Tally how many of the lines below include the word "follow". Reply with the number alone.

━━━━━ DATA EXCERPTS ━━━━━

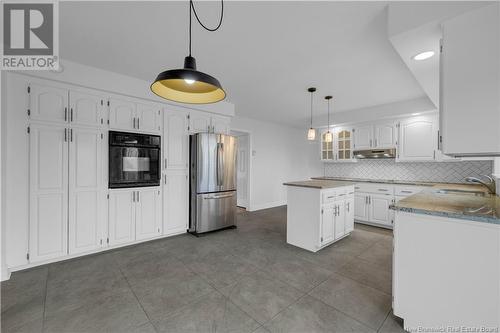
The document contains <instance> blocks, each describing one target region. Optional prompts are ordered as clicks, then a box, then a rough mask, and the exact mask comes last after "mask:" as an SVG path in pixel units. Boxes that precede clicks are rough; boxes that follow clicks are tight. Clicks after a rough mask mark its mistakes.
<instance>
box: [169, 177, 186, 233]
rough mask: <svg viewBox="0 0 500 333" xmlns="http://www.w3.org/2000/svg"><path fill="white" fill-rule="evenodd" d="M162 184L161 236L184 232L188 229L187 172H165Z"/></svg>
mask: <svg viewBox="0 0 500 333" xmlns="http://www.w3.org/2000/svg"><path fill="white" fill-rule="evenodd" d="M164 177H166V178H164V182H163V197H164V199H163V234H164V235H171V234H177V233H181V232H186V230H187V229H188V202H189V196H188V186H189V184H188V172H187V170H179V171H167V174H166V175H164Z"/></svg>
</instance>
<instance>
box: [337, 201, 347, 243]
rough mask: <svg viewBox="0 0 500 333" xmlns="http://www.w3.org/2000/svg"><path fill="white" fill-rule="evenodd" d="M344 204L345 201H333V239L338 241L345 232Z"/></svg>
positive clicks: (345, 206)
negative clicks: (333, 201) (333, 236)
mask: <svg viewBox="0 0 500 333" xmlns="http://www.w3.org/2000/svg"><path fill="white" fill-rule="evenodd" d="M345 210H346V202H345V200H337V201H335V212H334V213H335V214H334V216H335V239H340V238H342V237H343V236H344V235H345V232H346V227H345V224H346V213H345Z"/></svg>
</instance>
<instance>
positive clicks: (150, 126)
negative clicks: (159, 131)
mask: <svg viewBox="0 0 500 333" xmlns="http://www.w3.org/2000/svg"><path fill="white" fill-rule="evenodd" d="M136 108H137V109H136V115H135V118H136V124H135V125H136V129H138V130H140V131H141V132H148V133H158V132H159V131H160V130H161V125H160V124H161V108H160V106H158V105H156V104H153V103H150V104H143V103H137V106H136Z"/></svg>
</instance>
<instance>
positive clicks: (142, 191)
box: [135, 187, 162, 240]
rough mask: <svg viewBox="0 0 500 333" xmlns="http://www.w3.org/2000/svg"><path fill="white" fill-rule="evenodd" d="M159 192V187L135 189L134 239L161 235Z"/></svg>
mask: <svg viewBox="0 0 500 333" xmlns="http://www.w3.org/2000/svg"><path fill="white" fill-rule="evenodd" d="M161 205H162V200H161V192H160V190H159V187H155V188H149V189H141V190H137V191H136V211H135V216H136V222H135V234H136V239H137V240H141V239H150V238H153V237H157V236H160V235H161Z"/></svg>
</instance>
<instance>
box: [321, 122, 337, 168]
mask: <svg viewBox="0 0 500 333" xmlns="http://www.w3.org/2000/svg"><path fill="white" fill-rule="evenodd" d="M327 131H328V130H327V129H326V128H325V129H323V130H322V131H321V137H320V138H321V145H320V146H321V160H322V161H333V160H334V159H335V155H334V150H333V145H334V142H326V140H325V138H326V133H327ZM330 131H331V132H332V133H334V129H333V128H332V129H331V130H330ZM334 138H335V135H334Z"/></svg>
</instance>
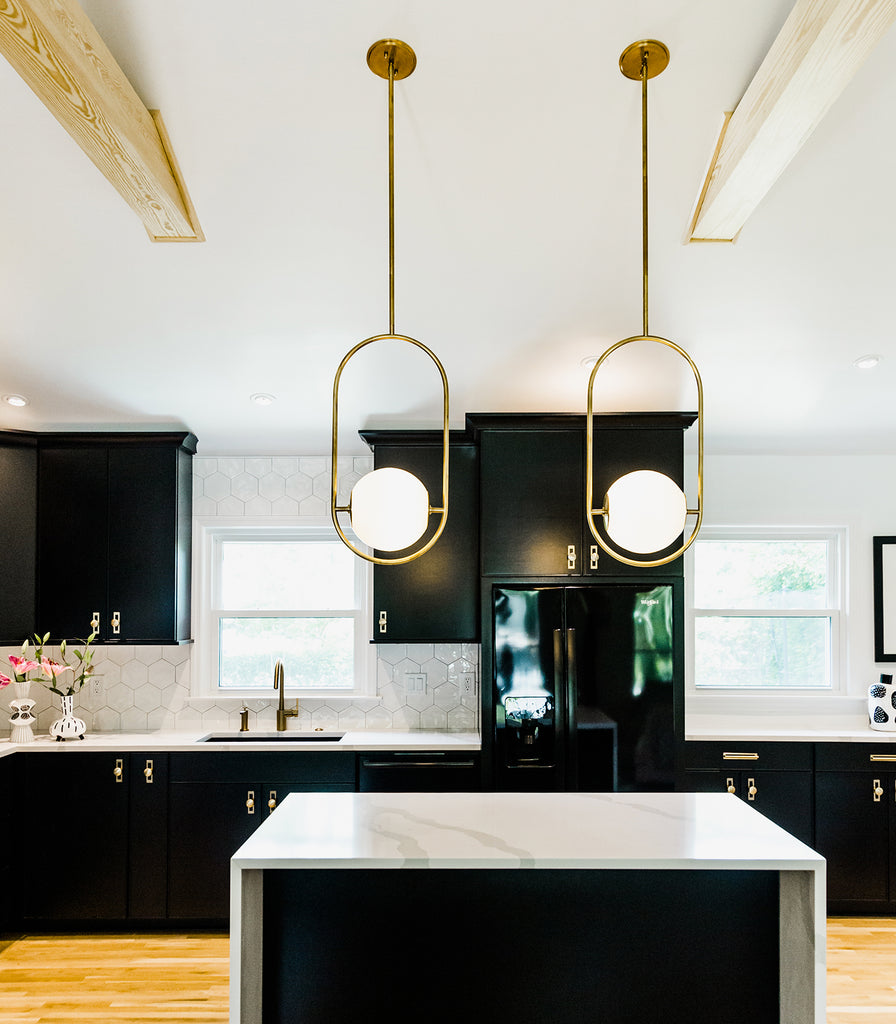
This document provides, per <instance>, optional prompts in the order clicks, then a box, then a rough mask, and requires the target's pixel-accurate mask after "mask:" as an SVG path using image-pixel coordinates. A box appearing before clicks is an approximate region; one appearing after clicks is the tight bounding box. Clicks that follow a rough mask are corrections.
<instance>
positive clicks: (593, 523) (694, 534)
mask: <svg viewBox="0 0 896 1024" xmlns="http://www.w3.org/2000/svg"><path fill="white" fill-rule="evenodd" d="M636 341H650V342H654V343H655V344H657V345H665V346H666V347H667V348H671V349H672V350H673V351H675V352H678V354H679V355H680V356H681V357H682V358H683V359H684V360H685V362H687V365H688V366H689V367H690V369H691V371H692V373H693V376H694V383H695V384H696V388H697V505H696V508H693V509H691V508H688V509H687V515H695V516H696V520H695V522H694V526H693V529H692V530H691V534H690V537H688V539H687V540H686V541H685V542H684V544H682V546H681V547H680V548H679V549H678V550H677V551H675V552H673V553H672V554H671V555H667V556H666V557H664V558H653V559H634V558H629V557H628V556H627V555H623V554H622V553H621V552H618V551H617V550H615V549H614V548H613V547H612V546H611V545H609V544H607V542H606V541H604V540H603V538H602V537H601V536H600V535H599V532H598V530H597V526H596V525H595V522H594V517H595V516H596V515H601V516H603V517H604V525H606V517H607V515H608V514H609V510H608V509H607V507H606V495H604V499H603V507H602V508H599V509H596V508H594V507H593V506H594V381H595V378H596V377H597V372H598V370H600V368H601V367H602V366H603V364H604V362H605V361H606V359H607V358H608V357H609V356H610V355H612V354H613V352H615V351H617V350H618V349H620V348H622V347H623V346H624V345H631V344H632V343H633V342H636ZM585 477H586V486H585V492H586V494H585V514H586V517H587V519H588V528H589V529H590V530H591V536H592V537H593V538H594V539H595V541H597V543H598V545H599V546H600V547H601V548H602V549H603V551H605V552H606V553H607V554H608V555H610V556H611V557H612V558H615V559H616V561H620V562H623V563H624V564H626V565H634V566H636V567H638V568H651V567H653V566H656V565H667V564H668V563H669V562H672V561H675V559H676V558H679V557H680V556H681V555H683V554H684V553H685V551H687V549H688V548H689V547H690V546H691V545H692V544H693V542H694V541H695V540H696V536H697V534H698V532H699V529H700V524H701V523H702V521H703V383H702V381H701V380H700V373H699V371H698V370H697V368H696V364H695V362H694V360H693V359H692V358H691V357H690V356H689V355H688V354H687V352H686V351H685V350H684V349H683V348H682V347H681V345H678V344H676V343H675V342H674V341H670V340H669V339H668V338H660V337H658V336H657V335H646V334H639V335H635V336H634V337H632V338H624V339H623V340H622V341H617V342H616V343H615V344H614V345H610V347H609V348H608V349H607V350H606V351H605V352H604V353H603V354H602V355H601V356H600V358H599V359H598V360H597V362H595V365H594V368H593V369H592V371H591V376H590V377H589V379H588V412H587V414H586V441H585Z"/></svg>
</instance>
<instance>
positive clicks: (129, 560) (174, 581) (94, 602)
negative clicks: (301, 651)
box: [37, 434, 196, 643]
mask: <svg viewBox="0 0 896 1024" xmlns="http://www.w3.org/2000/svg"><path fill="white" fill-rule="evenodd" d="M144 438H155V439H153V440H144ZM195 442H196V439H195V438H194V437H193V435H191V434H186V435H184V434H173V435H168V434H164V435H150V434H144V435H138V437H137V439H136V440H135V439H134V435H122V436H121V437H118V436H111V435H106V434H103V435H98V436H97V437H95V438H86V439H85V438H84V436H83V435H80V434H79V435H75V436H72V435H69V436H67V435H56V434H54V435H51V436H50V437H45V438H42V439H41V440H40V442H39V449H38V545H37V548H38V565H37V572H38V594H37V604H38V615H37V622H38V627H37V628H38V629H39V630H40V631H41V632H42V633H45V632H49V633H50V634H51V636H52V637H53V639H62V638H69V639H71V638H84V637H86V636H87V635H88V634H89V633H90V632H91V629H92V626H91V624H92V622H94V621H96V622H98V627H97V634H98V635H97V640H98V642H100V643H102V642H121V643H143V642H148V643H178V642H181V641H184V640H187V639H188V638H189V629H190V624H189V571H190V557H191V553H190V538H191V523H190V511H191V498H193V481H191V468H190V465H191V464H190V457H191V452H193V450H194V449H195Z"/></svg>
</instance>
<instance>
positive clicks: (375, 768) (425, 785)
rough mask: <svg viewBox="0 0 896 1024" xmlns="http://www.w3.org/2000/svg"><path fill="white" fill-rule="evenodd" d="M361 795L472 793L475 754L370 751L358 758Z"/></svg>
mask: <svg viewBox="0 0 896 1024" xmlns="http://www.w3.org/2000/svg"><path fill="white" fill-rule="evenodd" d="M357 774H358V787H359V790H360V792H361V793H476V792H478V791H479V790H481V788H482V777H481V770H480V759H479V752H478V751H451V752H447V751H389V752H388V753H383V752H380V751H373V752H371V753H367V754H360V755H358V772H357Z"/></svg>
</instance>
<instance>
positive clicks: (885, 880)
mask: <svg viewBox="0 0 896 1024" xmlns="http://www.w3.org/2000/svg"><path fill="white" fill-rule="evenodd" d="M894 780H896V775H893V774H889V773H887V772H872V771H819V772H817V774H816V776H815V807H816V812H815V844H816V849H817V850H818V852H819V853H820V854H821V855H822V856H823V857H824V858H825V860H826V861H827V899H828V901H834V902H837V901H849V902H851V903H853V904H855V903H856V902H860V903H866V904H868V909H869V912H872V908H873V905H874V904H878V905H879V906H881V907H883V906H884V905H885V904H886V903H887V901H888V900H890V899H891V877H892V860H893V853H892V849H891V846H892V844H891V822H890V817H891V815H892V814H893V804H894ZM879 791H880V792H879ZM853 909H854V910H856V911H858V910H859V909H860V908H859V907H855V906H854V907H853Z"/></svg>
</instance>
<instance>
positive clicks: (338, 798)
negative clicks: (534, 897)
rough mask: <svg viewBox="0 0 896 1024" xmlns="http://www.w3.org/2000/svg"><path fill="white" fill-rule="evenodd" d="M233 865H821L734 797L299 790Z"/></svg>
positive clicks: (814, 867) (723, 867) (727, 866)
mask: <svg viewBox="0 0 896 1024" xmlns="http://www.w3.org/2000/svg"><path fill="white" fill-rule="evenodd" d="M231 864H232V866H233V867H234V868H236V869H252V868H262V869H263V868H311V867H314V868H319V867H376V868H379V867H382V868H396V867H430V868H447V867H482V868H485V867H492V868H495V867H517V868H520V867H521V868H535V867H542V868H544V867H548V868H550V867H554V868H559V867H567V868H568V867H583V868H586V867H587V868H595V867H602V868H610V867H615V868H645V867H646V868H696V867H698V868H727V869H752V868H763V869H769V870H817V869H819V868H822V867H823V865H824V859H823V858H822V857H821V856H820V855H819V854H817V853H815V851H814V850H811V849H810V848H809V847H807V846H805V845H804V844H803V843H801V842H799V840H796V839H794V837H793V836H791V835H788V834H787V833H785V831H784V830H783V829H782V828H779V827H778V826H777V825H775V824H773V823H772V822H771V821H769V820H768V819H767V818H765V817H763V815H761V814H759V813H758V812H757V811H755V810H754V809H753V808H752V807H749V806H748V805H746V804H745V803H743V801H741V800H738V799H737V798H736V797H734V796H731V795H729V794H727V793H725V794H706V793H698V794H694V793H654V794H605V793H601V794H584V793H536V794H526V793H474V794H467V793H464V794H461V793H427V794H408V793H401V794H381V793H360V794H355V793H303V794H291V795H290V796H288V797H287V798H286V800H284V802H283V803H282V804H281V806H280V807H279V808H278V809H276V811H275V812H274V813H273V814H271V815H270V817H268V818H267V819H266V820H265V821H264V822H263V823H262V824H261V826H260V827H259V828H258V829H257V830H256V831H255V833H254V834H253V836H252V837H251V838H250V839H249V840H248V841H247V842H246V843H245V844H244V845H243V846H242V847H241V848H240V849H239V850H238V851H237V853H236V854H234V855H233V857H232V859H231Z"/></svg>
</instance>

━━━━━

THE ANSWER — 2